_INSTRUCTIONS TO FOLLOW:_
Of the records that follow, copy only the lines from the line containing "negative clicks: (429, 224) (419, 221)" to the line containing "18L881 0H860ZM139 71L185", both included, exactly as written.

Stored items
___

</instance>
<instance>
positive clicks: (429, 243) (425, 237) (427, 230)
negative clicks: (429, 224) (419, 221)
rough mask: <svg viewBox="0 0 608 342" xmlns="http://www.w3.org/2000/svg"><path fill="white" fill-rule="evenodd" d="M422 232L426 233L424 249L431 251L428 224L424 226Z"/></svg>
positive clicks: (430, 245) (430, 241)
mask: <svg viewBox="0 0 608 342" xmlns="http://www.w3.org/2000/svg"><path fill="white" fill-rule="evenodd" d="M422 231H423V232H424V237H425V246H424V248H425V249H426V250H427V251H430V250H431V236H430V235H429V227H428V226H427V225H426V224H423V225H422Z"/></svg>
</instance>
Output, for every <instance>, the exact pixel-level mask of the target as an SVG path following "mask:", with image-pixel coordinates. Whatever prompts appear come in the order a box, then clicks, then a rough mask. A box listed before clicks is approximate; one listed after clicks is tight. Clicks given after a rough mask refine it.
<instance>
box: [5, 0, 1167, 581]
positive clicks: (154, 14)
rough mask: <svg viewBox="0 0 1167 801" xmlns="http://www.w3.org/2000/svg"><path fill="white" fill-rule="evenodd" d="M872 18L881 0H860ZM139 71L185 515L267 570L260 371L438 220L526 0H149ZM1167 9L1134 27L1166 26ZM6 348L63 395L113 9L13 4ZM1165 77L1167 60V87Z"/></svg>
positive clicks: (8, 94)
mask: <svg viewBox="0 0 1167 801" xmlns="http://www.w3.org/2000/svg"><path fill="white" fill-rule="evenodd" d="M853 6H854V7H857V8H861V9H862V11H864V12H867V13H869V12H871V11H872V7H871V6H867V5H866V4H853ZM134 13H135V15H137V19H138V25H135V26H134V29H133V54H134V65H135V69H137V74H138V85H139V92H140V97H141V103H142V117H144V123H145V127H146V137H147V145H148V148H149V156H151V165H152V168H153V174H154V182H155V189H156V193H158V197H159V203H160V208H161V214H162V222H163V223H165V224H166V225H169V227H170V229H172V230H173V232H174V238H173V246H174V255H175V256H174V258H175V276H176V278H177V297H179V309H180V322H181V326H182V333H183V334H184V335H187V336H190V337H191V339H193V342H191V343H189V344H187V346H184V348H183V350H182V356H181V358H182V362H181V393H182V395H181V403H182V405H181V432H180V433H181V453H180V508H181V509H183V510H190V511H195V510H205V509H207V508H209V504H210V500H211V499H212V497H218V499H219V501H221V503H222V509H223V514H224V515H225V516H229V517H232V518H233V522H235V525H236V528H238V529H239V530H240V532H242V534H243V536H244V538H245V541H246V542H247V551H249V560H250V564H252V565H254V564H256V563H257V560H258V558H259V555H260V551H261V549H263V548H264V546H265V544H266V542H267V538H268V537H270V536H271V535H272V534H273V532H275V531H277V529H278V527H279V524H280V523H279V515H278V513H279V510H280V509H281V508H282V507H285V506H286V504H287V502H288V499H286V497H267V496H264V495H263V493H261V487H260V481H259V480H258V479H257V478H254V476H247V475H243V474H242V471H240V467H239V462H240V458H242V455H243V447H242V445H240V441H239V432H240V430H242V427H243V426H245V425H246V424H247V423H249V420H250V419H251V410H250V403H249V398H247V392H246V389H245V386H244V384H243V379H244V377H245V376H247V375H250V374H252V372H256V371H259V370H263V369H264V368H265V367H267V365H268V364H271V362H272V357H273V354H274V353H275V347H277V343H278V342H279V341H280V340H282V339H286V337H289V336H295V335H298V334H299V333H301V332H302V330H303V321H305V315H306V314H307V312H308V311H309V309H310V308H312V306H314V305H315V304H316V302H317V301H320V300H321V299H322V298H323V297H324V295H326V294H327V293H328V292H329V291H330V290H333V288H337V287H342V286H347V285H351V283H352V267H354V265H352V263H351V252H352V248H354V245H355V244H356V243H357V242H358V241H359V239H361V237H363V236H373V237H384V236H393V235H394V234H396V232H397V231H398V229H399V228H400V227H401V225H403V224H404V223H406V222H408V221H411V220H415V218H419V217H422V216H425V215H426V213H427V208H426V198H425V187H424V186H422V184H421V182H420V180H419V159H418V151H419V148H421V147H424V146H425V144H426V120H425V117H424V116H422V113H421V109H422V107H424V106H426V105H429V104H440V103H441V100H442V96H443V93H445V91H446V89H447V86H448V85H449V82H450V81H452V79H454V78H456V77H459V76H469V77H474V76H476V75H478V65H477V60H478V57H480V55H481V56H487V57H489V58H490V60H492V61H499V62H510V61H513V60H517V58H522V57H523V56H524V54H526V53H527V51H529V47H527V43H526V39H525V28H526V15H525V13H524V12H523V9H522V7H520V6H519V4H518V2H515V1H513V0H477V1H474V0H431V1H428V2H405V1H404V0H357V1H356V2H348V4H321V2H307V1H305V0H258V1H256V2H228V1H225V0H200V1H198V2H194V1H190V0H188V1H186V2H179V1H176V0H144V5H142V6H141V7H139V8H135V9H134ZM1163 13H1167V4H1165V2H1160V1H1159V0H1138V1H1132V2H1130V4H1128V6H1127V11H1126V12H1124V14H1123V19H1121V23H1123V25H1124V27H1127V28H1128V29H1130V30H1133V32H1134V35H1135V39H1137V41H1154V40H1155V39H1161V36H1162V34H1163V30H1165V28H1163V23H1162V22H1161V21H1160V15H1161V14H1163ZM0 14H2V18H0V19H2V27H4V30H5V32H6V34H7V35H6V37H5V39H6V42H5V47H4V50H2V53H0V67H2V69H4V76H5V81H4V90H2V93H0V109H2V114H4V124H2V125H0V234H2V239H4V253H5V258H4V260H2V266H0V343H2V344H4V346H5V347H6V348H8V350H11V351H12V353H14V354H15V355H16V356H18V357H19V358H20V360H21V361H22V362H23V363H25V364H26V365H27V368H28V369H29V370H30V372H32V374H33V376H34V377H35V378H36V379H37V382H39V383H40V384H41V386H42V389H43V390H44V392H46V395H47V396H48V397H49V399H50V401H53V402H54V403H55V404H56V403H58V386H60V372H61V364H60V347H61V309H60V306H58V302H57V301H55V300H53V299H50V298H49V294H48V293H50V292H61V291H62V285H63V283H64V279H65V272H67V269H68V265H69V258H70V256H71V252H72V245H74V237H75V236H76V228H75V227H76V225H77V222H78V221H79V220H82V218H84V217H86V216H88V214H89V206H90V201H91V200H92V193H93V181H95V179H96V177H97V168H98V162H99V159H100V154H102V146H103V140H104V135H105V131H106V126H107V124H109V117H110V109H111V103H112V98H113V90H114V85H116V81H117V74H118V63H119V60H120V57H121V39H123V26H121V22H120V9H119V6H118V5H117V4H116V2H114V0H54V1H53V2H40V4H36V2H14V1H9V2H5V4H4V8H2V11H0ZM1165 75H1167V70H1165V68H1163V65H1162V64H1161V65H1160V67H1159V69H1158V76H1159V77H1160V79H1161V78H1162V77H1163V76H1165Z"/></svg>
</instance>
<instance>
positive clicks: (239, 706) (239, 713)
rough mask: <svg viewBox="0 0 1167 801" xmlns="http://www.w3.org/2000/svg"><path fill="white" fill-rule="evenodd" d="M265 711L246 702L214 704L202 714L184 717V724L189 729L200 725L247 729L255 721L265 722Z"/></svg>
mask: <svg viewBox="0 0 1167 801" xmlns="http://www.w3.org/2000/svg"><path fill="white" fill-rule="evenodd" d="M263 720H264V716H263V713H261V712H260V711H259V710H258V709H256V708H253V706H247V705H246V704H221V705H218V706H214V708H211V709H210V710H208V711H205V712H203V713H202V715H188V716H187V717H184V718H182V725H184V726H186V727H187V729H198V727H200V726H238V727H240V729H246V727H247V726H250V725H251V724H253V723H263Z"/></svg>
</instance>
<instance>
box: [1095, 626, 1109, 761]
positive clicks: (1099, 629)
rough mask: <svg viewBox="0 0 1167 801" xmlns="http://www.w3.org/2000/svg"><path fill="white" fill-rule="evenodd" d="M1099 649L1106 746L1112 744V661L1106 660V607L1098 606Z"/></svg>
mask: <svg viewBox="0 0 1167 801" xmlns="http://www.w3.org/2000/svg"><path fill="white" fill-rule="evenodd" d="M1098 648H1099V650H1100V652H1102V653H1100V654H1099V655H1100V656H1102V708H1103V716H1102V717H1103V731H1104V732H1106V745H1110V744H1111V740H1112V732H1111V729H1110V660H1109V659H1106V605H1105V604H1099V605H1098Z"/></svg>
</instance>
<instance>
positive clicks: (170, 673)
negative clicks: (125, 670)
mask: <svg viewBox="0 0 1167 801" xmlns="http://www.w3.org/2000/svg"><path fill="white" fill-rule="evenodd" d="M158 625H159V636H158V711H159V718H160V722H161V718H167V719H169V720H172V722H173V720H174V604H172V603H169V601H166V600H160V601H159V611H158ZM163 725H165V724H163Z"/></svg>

___

_RESPONSE:_
negative clicks: (429, 224) (419, 221)
rough mask: <svg viewBox="0 0 608 342" xmlns="http://www.w3.org/2000/svg"><path fill="white" fill-rule="evenodd" d="M422 232L426 233L424 249L431 251L428 224L424 226Z"/></svg>
positive clicks: (430, 245) (430, 241)
mask: <svg viewBox="0 0 608 342" xmlns="http://www.w3.org/2000/svg"><path fill="white" fill-rule="evenodd" d="M422 231H423V232H424V237H425V246H424V248H425V249H426V250H427V251H430V250H431V236H430V235H429V227H428V226H427V225H426V224H423V225H422Z"/></svg>
</instance>
Output, for every <instance>, the exact pixel-level mask of the target as an SVG path following "mask:", with image-pixel coordinates. Whatever prompts appear come in the order a box, then clicks, then a rough mask. A box listed before clicks is approximate; one listed after clicks is tight. Clicks given after a rough mask refine it.
<instance>
box: [5, 0, 1167, 581]
positive clicks: (154, 14)
rough mask: <svg viewBox="0 0 1167 801" xmlns="http://www.w3.org/2000/svg"><path fill="white" fill-rule="evenodd" d="M872 18L881 0H860ZM139 71L185 515L267 570L260 371L438 220L526 0H149ZM1167 9L1134 27L1166 26ZM6 348L63 395L113 9L13 4ZM1165 77L1167 60V87Z"/></svg>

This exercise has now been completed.